## Start

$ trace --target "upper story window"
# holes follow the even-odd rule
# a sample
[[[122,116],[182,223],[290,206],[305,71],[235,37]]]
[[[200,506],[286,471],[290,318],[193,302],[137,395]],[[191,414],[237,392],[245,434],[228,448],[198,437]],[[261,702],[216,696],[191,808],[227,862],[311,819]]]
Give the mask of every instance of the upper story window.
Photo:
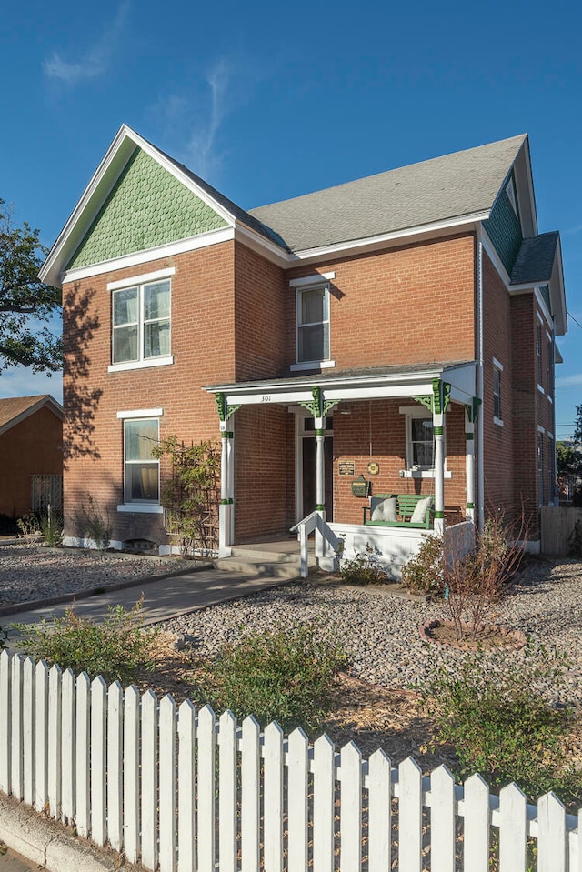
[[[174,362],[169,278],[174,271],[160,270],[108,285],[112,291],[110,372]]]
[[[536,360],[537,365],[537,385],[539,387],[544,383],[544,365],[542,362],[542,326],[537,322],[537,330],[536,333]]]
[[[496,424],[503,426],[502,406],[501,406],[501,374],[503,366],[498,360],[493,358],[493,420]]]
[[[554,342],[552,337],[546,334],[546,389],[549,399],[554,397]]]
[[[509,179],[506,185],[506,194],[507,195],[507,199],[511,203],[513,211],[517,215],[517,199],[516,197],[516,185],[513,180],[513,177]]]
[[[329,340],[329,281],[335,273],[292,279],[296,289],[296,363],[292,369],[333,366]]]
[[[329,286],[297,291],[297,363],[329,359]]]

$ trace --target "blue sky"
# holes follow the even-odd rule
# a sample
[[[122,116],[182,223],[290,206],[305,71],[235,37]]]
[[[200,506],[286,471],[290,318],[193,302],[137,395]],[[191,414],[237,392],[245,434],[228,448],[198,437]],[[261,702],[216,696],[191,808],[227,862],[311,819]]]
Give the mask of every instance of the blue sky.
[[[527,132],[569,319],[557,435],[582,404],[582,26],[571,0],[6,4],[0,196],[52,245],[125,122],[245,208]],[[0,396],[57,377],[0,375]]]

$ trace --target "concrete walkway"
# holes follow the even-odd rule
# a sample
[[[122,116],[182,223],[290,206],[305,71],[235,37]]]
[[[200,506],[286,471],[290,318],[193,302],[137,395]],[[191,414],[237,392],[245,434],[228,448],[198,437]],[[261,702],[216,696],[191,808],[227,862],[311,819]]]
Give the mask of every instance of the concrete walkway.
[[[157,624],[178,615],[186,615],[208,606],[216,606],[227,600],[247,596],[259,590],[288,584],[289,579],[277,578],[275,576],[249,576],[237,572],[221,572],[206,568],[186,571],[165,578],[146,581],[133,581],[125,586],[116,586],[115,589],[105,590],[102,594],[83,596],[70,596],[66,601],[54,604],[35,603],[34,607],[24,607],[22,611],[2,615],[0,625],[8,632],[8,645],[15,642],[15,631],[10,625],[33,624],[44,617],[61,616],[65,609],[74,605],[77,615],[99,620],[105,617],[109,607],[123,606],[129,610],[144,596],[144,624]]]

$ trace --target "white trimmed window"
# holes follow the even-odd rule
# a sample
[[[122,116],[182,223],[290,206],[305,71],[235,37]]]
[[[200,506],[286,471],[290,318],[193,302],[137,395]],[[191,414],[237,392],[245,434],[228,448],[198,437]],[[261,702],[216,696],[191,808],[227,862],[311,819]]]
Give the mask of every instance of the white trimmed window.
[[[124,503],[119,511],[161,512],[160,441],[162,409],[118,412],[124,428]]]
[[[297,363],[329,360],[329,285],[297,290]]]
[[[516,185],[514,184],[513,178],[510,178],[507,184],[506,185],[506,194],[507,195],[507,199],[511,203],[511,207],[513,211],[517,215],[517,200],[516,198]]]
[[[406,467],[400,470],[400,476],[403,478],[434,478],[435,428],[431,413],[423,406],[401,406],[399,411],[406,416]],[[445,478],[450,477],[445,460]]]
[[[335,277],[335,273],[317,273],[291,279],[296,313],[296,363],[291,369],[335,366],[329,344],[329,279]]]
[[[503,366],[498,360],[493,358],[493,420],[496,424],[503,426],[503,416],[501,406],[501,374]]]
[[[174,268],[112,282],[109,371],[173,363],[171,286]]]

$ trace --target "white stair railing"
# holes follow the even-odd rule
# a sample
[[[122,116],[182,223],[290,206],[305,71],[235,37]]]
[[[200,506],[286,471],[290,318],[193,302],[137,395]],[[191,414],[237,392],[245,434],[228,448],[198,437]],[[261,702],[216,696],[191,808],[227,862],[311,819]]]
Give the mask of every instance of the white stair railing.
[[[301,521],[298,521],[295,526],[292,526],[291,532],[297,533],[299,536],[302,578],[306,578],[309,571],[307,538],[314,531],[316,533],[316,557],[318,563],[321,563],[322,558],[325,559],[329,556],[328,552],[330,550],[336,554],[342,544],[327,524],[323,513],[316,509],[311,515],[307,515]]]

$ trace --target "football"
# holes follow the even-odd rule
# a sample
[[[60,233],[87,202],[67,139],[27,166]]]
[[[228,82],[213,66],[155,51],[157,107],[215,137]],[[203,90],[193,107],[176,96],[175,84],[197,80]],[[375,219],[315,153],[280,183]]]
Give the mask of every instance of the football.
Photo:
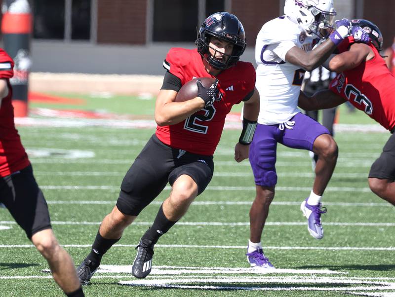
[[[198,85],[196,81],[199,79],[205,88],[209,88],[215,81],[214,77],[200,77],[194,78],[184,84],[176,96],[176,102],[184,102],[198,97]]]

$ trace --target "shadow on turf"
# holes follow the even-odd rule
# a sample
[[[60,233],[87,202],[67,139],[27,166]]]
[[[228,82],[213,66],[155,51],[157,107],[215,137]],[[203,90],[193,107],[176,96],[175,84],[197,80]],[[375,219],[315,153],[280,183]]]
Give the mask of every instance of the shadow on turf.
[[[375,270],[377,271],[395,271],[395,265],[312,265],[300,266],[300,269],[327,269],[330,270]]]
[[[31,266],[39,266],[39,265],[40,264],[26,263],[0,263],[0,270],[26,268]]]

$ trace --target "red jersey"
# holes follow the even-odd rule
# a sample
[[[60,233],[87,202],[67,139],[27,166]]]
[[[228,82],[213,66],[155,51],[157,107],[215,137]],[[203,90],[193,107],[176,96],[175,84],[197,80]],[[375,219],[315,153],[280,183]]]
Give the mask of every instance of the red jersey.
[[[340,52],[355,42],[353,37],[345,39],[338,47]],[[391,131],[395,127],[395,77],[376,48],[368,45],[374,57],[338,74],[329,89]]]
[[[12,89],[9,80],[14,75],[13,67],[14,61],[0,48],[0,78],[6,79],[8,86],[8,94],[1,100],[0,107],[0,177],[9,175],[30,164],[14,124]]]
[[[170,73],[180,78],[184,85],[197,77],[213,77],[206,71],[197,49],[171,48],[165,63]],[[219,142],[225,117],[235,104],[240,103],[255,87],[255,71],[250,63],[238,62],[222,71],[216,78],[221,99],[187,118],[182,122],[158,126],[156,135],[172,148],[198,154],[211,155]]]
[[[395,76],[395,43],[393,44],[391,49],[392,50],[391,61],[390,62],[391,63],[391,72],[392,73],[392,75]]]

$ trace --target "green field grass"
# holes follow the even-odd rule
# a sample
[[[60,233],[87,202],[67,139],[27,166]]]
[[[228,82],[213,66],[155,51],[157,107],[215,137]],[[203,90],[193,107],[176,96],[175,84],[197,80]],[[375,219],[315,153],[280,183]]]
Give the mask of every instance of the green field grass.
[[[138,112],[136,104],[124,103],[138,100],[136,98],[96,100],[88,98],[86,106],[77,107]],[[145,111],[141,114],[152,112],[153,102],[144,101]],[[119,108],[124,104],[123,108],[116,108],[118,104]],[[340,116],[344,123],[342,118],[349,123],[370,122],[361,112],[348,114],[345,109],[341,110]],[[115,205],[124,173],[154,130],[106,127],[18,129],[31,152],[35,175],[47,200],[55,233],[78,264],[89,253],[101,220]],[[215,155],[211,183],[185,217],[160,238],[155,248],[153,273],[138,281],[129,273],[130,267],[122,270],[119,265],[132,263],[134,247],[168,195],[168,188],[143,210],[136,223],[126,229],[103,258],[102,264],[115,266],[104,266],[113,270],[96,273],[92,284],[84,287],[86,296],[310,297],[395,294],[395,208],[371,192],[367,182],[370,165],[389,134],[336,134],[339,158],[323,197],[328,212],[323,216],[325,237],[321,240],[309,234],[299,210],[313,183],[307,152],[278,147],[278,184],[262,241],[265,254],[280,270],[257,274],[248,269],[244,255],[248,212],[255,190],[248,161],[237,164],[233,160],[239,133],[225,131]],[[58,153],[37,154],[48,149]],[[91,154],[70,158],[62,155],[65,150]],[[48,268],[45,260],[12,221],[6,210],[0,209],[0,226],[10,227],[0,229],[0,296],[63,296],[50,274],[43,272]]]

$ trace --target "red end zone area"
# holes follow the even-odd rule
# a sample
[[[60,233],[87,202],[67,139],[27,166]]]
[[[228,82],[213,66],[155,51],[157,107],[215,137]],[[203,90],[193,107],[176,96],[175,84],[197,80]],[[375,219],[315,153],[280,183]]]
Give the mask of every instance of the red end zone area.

## End
## Start

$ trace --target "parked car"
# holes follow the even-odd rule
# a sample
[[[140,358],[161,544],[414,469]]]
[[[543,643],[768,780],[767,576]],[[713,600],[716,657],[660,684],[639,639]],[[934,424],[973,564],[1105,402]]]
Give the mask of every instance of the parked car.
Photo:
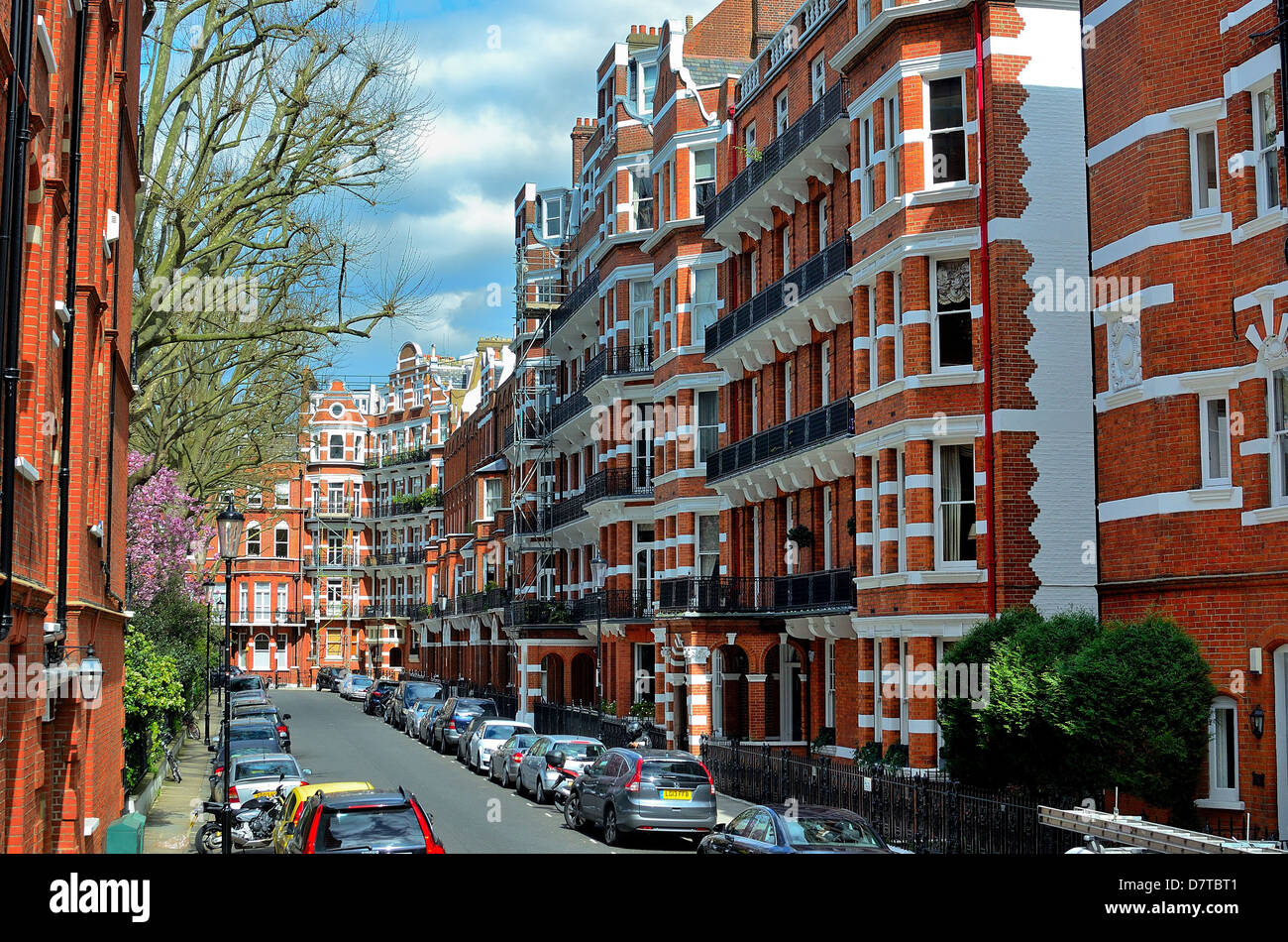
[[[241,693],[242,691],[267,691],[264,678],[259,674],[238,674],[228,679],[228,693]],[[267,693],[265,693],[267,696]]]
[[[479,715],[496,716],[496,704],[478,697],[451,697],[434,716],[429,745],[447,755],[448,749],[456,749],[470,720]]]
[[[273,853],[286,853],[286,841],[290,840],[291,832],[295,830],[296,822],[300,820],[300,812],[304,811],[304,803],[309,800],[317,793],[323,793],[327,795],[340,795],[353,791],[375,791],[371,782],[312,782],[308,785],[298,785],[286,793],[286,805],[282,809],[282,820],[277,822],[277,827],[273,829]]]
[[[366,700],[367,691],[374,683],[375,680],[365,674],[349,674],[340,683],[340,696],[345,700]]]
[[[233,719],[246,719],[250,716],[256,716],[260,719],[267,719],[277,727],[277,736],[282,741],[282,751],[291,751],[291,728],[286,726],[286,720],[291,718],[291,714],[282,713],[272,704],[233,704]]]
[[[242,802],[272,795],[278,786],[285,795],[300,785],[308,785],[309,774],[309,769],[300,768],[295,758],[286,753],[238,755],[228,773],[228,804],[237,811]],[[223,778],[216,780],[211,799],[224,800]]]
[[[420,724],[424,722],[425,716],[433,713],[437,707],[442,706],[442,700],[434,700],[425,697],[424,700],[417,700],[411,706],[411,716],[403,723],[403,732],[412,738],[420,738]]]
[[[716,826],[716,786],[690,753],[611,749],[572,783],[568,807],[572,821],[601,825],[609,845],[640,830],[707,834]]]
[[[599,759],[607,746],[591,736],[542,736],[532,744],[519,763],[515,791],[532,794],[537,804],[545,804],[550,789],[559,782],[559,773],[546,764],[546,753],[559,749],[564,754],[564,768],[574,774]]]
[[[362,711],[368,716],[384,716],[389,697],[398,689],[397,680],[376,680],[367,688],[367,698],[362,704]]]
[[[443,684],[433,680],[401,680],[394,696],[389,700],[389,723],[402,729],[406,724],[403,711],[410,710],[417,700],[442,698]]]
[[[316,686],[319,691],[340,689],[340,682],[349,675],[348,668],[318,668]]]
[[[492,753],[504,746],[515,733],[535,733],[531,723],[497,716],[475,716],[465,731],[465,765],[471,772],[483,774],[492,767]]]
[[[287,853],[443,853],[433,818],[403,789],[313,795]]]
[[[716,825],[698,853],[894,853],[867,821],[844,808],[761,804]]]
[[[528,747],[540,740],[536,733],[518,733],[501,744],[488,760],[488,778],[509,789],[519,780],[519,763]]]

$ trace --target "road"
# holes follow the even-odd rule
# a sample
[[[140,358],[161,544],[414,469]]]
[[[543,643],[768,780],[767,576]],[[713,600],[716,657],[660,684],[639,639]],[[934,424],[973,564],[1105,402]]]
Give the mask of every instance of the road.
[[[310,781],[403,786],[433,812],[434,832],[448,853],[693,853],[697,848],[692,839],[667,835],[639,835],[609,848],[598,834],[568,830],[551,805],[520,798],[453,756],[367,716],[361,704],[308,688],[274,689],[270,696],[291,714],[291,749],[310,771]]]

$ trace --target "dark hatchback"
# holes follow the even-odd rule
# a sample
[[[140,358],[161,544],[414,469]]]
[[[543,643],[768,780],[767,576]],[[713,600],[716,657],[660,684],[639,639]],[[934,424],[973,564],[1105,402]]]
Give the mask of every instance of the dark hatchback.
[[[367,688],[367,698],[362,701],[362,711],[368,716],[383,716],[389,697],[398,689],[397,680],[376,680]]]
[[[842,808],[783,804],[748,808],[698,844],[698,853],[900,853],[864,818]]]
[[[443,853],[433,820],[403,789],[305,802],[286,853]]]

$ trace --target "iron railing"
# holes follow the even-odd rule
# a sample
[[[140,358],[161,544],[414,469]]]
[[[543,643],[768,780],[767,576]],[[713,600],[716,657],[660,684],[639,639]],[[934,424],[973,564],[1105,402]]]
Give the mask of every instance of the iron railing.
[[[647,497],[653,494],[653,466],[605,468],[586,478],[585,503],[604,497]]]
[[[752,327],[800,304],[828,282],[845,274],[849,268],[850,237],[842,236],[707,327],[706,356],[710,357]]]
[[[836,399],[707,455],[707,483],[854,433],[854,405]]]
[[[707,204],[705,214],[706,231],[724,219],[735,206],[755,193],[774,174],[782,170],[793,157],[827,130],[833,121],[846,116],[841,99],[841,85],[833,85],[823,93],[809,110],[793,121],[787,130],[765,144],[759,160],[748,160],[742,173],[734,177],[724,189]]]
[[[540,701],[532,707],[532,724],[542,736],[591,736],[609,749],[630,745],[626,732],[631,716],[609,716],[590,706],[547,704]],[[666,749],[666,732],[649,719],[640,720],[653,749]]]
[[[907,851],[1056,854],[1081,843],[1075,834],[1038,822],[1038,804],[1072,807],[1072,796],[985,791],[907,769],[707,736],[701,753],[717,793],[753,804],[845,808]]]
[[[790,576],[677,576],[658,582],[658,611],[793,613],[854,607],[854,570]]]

## End

» **Instructions to follow**: Pick out and copy every line of the records that contains the string "walkway". Treat case as significant.

» **Problem solution**:
$ trace --target "concrete walkway"
Give the mask of every instance of the concrete walkway.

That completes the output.